# Water color edges



## pslane1 (Apr 24, 2021)

Hello, I am new and also just learning to water color, after playing with a lot of different mediums. 
I notice that all my water color edges look fuzzy. I'd love to see a defined edge but don't know how. Can someone tell me a way to help get rid of fuzzy edges? BTW I am using the best water color paper I can find. 100 % cotton Arches and Windsor and Newton Cotman paints.


----------



## Telia (Apr 27, 2021)

pslane1 said:


> Hello, I am new and also just learning to water color, after playing with a lot of different mediums.
> I notice that all my water color edges look fuzzy. I'd love to see a defined edge but don't know how. Can someone tell me a way to help get rid of fuzzy edges? BTW I am using the best water color paper I can find. 100 % cotton Arches and Windsor and Newton Cotman paints.


 Hi pslane1, I think the quality of the lines depends on many factors for example if your paper or the layer you are applying the lines over it is too wet you may have uncontrolled line edges which is the result of the spreading of the color through the edges and having more fuzzy line appearance...Overloading the brush with water or with how much paint you load your brush both have different results you may experience. The techniques of using the watercolor brushes for different line experiences are important too...


----------



## pslane1 (Apr 24, 2021)

┄┄┄┄┄┄

§ **To do**:
• a. In the watercolor thread, what paper does pslane1 use?
• b. Write the next part of the watercolor thread, picking up after its last line.
The records that come after this have no connection to the watercolor thread.

┄┄┄┄┄┄

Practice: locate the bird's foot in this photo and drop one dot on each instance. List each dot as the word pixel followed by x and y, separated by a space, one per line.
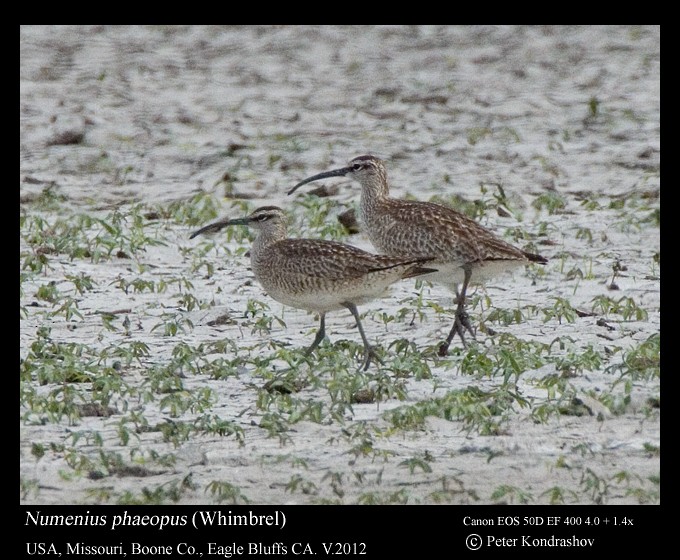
pixel 461 325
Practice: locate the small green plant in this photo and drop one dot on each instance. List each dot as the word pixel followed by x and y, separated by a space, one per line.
pixel 226 492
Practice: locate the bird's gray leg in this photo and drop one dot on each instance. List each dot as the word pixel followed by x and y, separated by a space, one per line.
pixel 369 353
pixel 320 335
pixel 461 323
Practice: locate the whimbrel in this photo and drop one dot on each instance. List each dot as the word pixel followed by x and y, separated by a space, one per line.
pixel 318 275
pixel 464 252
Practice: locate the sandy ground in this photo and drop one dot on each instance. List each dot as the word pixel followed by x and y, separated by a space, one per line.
pixel 115 116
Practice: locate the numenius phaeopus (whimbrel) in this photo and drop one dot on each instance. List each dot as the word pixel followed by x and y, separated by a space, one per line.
pixel 318 275
pixel 463 250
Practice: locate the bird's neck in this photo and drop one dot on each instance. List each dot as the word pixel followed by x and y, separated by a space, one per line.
pixel 373 195
pixel 266 238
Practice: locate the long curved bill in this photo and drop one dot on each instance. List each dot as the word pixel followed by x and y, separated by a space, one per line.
pixel 221 224
pixel 335 173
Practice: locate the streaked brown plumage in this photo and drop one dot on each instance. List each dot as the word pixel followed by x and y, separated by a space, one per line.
pixel 318 275
pixel 464 252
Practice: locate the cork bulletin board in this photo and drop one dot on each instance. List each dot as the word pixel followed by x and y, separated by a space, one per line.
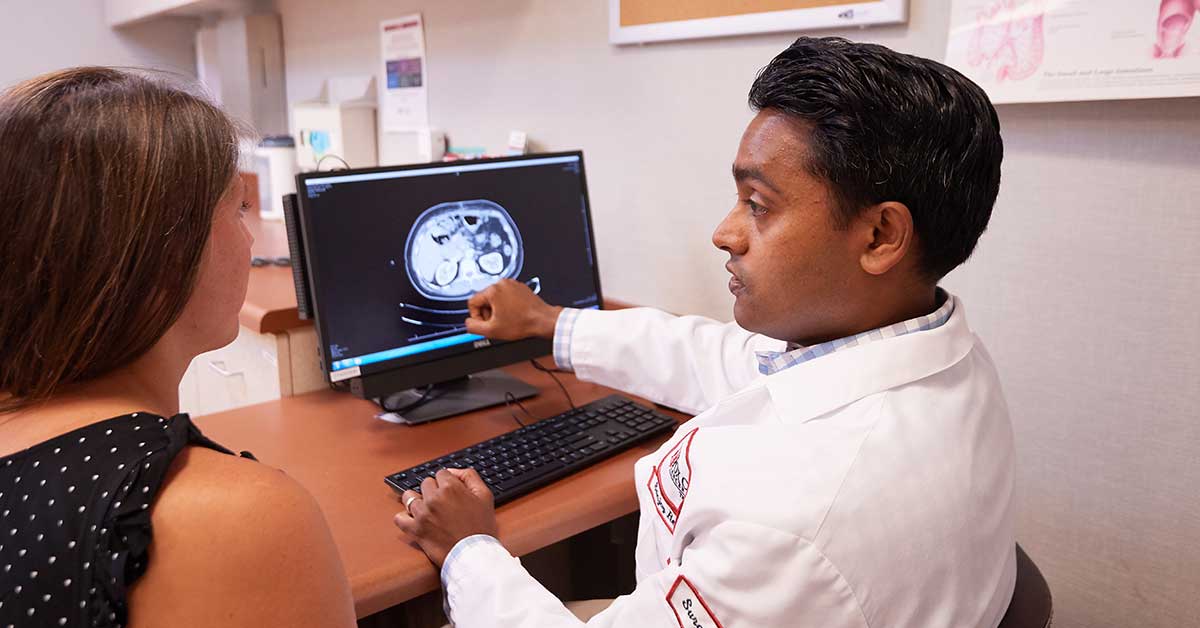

┄┄┄┄┄┄

§ **Per-task answers**:
• a. 100% cotton Arches paper.

• b.
Thank you for replying. I have tried painting wet on dry and just tried wet on wet. Doesn't seem to make much different with the edges. But I am watching videos and trying to learn more. My first problem was being afraid of adding too much water. Now I am over that I think I am doing a bit better.


----------



## hasmig1 (May 3, 2021)

Please watch my paintings!


----------



## picassolite (Dec 10, 2016)

"I notice that all my water color edges look fuzzy. I'd love to see a defined edge but don't know how."

I apologize for being so late to this party.

Have found a relatively simple solution to your challenge... called 'rock and roll.'

1- tape your paper down on all four sides... to a wooden board or cardboard backing.
2- A hard edge on a red flower is a good place to start... like a rose.
3- Don't need to draw the complete rose if not comfortable ... just draw one outer petal.
4- Dab a little water into that petal - up to the edge of the petal.
5- Using a 'round' brush - pick up some red pigment (any brand will do) using just the tip of your brush.
6- Now dip the brush into the water puddle of your rose petal.
7- Here is the secret - 'rock and roll' your paper just slightly - say about 2-3 degree angle - back and forth.
8- You will notice that your red pigment begins to coalesce at the edge of the water puddle.
9- Should you prop your paper up say about a 3 degree angle against a small bottle or whatever and -
let the paper dry - you will see a hard edge where the red pigment has stacked up against the water's edge.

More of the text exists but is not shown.